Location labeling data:
════════════════════

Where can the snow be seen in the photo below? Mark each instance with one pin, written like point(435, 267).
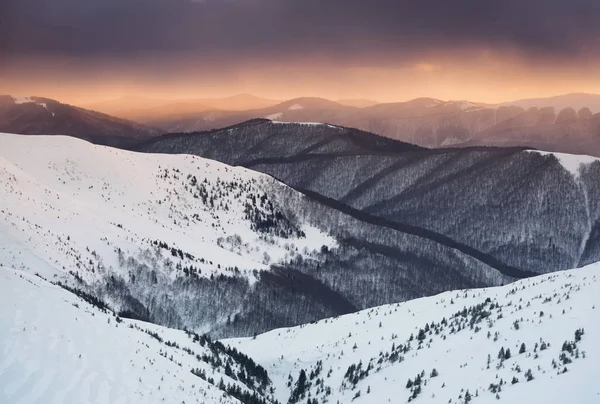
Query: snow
point(569, 300)
point(305, 123)
point(56, 348)
point(571, 162)
point(277, 115)
point(24, 100)
point(73, 205)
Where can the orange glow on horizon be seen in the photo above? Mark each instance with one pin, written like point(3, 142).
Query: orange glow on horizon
point(476, 76)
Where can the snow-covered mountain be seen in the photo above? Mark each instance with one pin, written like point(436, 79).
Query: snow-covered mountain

════════════════════

Format every line of the data above as a JSON list of strings, one string per line, leaving out blank lines and the pictures.

Exercise solution:
[
  "Where can the snow be seen in the photo below? Mark each instance with one pin, written like point(435, 267).",
  "Query: snow",
  "point(569, 300)",
  "point(305, 123)",
  "point(56, 348)",
  "point(571, 162)",
  "point(277, 115)",
  "point(24, 100)",
  "point(73, 205)",
  "Where can the orange glow on horizon be seen in the photo above? Mark each instance with one pin, written like point(3, 142).",
  "Query: orange glow on horizon",
  "point(476, 76)",
  "Where can the snow-covered mountain be seen in the photo above? Mark each instance with one pin, written like point(436, 79).",
  "Query: snow-covered mountain"
]